Why make gingerbread houses no one eats and you have to throw away? These faux gingerbread birdhouses are genius because they last forever!
I have straight up spent the last few days covered in glitter. Like. COVERED. I kept getting the darn stuff in my eyes and every time I walked past a mirror I would notice a glint on my face or in my hair. But, hey, it’s December, right? ‘Tis the season and all of that :) Like for these faux gingerbread birdhouses I made… they’re adorned with a pretty translucent glitter that you can hardly even se in the darn photos. But I’ll tell you, in real life, these suckers glint and glean and it’s pretty darn, well, pretty.
This was something I had thought to do last year, but I just flat out ran out of time. I had 2 birdhouses in my craft stash that I dug out, painted and decorated up and promptly fell in love. So I ordered a few more birdhouses from Michael’s, Rob ran and picked them up and I made a few more. And here’s the thing… I think I figured out how to hack the crafty system. If you place an order ONLINE for STORE PICKUP at Michael’s on Wednesday and maybe Thursday, they will often have a code to save 40% off ALL REGULAR PRICED PURCHASES. How amazing is that? That’s like having a weekly coupon and going to the store half a dozen times trying to pretend like you aren’t being a total cheapskate and wasting tons of time, like any of the checkers actually care.
So, since I could get my birdhouses for, like, 3 bucks apiece, my OCD went a bit haywire and I ordered more birdhouses and after a second trip to Michael’s to pick up a big bag full of wooden birdhouses I was finally satisfied that I had made just the right amount of birdhouses. Just like if Goldilocks was crafting and glittering and minding her own darn business instead of breaking and entering and stealing other people’s food.
In all honesty, I’m so very relieved to finally be sharing with you these super easy to do, high impact gingerbread houses that will literally last for years and years to come. No promises you’ll find them in that nightmare you call an attic (wait, is that just me?) after this Christmas, but, hey, they’ll still be up there in pristine shape! :)
For this project you will need:
- a variety of wooden birdhouses
- Acrylic craft paint (see details below for exact colors used)
- white Puffy Paint
- transluscent “white” glitter
Okay – so first up, here are all of the shapes of birdhouses and colors I decorated up for my more colorful fake gingerbread. All colors are Marhta Stewart satin craft acrylic paints. From left to right we have Peacock Feather, Lily Pad, Pink Dahlia, and Granny Smith.
And the color I used for my more realistically colored gingerbread houses was Chestnut Brown. In real life, these aren’t quite so dark and they look a bit warmer but sometimes things I have trouble catching the perfect color through a camera lens in my photos.

__________

Task A |
Answer these questions about the faux gingerbread birdhouse post:
(i) What discount does the post say Michael's often offers on orders placed online for store pickup on Wednesday and maybe Thursday?
(ii) Which paint color was used for the more realistically colored gingerbread houses?
(iii) Roughly how much did each birdhouse cost with that discount?

__________

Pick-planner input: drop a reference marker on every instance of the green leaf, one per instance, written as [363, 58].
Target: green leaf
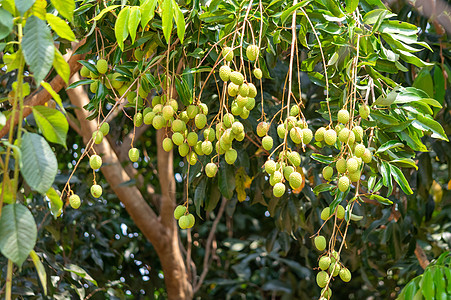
[18, 233]
[121, 26]
[40, 269]
[38, 48]
[226, 180]
[65, 8]
[39, 165]
[179, 21]
[60, 27]
[52, 123]
[147, 11]
[400, 179]
[6, 23]
[23, 5]
[133, 21]
[61, 66]
[166, 18]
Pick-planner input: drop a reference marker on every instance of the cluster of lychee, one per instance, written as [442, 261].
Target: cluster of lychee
[329, 263]
[350, 161]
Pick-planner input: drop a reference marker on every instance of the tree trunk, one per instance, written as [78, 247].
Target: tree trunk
[160, 230]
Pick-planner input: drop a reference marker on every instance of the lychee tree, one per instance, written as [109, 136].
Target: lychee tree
[199, 74]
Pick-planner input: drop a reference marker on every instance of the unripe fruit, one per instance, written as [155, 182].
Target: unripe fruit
[367, 156]
[364, 111]
[352, 165]
[258, 73]
[295, 180]
[237, 78]
[95, 162]
[330, 137]
[267, 143]
[328, 172]
[320, 242]
[74, 201]
[179, 211]
[252, 52]
[278, 189]
[270, 166]
[324, 263]
[97, 136]
[133, 154]
[224, 73]
[341, 165]
[227, 53]
[102, 66]
[231, 156]
[359, 150]
[167, 144]
[343, 116]
[322, 278]
[319, 134]
[211, 169]
[325, 213]
[343, 183]
[184, 222]
[262, 129]
[345, 275]
[84, 72]
[340, 210]
[96, 191]
[232, 89]
[138, 119]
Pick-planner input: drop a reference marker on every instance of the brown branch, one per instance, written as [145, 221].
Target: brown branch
[40, 97]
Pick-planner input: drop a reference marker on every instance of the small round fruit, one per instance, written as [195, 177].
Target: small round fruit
[343, 116]
[102, 66]
[267, 143]
[179, 211]
[97, 137]
[133, 154]
[252, 52]
[295, 180]
[322, 278]
[343, 183]
[95, 162]
[105, 128]
[330, 137]
[258, 73]
[364, 111]
[96, 191]
[324, 263]
[345, 275]
[278, 189]
[328, 172]
[325, 213]
[320, 242]
[74, 201]
[211, 169]
[224, 73]
[167, 144]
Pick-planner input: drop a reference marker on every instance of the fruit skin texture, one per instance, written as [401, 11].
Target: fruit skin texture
[328, 172]
[320, 242]
[96, 190]
[322, 278]
[133, 154]
[95, 162]
[211, 169]
[343, 116]
[179, 211]
[74, 201]
[279, 189]
[343, 183]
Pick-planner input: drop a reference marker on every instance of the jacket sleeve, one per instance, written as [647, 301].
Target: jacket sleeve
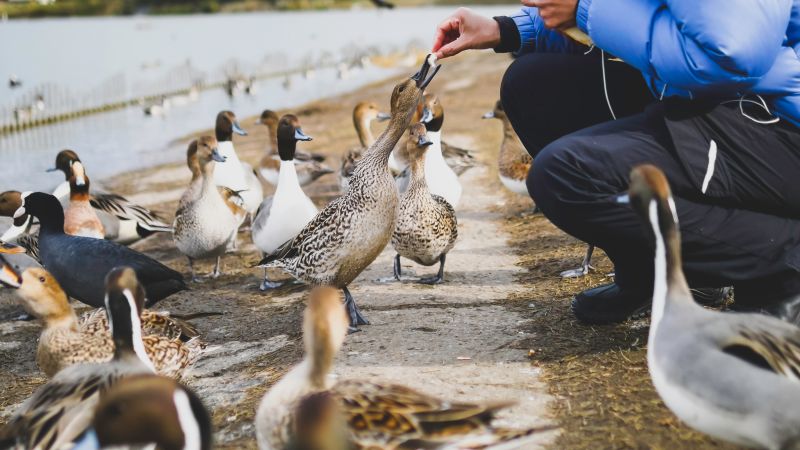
[708, 45]
[534, 37]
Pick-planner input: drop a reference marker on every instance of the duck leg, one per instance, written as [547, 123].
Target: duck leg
[439, 276]
[584, 269]
[356, 318]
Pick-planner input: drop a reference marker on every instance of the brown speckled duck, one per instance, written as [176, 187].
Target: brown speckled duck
[426, 227]
[349, 233]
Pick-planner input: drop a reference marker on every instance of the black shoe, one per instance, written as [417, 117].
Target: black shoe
[610, 304]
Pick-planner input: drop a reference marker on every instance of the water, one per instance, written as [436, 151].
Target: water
[96, 58]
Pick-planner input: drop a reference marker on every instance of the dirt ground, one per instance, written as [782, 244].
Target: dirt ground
[499, 328]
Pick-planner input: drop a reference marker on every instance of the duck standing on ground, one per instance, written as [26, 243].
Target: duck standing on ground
[123, 221]
[305, 407]
[59, 412]
[308, 166]
[282, 216]
[79, 217]
[149, 409]
[733, 376]
[232, 172]
[363, 115]
[426, 228]
[349, 233]
[79, 263]
[64, 342]
[204, 224]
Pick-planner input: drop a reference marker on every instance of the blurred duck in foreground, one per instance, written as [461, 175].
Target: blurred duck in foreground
[283, 215]
[307, 165]
[232, 172]
[64, 342]
[122, 221]
[351, 231]
[733, 376]
[205, 225]
[62, 409]
[80, 264]
[148, 409]
[305, 410]
[363, 115]
[426, 228]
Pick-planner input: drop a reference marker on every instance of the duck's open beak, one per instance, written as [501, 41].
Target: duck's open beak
[8, 276]
[421, 77]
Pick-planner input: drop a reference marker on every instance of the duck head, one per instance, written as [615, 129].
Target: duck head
[324, 329]
[226, 126]
[147, 409]
[289, 132]
[64, 161]
[124, 301]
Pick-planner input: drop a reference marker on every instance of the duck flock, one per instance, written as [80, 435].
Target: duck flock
[114, 372]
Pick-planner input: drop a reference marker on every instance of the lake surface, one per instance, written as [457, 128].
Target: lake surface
[91, 59]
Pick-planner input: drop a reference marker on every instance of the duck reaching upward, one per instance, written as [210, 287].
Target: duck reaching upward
[61, 410]
[733, 376]
[308, 166]
[282, 216]
[304, 406]
[204, 224]
[426, 228]
[79, 263]
[349, 233]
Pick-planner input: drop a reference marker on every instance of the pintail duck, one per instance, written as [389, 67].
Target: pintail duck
[351, 231]
[363, 115]
[79, 217]
[59, 412]
[148, 409]
[308, 166]
[426, 227]
[733, 376]
[122, 221]
[514, 162]
[79, 263]
[232, 172]
[204, 224]
[304, 408]
[64, 342]
[282, 216]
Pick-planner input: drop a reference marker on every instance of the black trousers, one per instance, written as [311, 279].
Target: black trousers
[739, 209]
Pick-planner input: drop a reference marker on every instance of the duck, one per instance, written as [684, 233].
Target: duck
[732, 376]
[148, 409]
[79, 263]
[60, 411]
[79, 217]
[441, 179]
[514, 162]
[427, 227]
[64, 342]
[204, 224]
[232, 172]
[305, 406]
[123, 221]
[351, 231]
[364, 114]
[308, 166]
[282, 216]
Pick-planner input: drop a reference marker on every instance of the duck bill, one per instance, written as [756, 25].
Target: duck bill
[8, 276]
[300, 136]
[238, 130]
[421, 77]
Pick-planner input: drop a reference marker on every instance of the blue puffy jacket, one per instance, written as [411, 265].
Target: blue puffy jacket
[692, 48]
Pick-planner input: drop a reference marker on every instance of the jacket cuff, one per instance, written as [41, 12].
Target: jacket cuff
[582, 15]
[509, 35]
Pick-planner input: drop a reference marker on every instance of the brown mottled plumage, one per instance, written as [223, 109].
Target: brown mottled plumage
[426, 227]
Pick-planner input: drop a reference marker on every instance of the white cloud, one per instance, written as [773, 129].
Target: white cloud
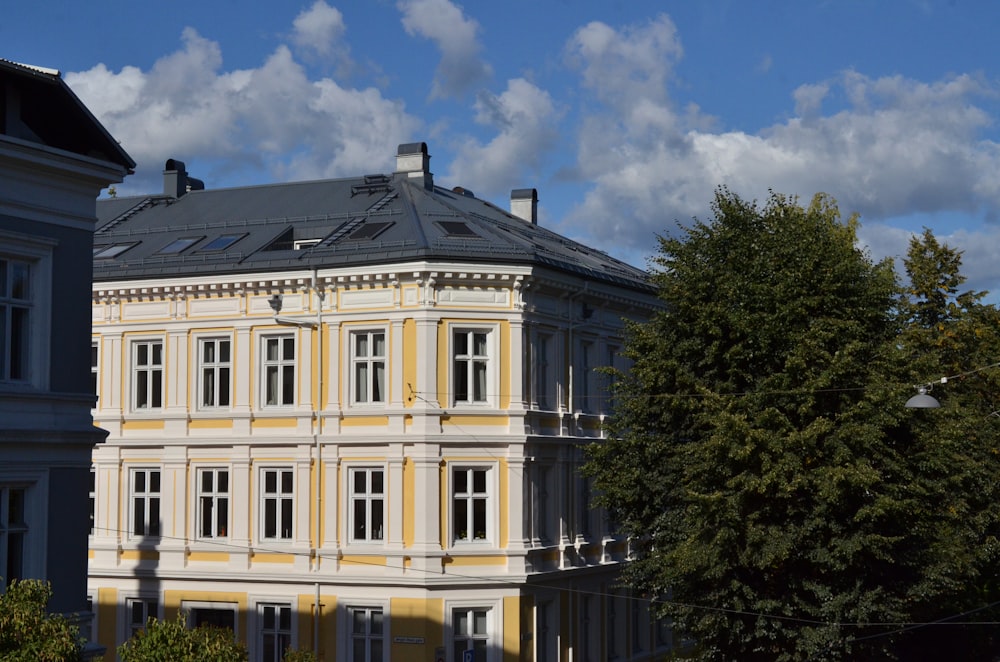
[887, 147]
[274, 116]
[319, 29]
[524, 117]
[460, 69]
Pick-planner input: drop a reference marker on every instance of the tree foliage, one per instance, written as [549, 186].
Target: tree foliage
[173, 641]
[28, 633]
[780, 499]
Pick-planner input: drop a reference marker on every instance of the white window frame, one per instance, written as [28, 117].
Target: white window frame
[494, 627]
[153, 369]
[95, 368]
[260, 630]
[147, 496]
[471, 358]
[37, 251]
[368, 500]
[347, 627]
[221, 373]
[469, 496]
[128, 626]
[280, 365]
[36, 488]
[369, 361]
[279, 497]
[188, 607]
[220, 500]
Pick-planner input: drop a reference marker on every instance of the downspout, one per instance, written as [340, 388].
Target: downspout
[317, 431]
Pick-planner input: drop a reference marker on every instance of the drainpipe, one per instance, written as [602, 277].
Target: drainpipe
[317, 431]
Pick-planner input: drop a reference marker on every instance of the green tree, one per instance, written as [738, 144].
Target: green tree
[781, 501]
[173, 641]
[28, 633]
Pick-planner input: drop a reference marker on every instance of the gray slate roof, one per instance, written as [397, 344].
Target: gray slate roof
[362, 221]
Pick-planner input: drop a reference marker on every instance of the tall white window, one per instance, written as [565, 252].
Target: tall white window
[367, 504]
[470, 632]
[586, 378]
[147, 374]
[213, 503]
[216, 372]
[92, 497]
[470, 504]
[95, 367]
[367, 634]
[145, 502]
[279, 371]
[277, 503]
[368, 367]
[15, 319]
[275, 631]
[140, 610]
[13, 532]
[544, 372]
[471, 368]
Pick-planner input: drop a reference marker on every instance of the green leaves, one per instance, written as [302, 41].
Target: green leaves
[28, 633]
[762, 459]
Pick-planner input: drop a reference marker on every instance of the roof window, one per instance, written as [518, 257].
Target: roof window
[221, 243]
[114, 250]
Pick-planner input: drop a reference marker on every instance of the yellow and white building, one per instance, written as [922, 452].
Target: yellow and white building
[349, 416]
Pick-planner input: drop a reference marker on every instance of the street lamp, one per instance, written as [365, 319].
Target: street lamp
[922, 400]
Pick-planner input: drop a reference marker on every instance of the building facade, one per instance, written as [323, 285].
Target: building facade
[54, 160]
[349, 416]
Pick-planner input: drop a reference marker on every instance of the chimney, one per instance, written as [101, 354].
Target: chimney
[176, 181]
[524, 204]
[413, 161]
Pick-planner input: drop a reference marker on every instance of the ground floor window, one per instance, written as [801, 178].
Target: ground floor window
[470, 633]
[366, 634]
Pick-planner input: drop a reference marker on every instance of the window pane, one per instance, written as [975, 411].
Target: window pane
[378, 385]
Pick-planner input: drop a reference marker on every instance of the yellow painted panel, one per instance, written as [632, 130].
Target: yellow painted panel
[258, 557]
[465, 561]
[416, 617]
[409, 499]
[409, 361]
[208, 556]
[143, 425]
[139, 555]
[473, 419]
[357, 559]
[107, 619]
[211, 423]
[511, 628]
[364, 421]
[273, 423]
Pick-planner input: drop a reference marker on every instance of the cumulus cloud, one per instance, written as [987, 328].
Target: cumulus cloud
[319, 29]
[524, 118]
[274, 116]
[886, 147]
[444, 23]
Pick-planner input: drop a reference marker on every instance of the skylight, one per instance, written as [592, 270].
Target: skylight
[222, 243]
[178, 245]
[114, 250]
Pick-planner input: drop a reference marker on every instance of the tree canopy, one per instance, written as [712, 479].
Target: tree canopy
[781, 501]
[28, 633]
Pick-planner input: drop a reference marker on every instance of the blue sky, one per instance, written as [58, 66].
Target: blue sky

__________

Task B | Identify every line in the entries that contains the string "speckled". Case counts.

Correct answer A |
(i) A code to save 40% off all regular priced purchases.
(ii) Chestnut Brown.
(iii) About 3 bucks apiece.

Correct answer B |
Pick-planner input: drop a reference marker on every instance of the brown speckled duck, one per instance, written as [176, 187].
Target: brown speckled duck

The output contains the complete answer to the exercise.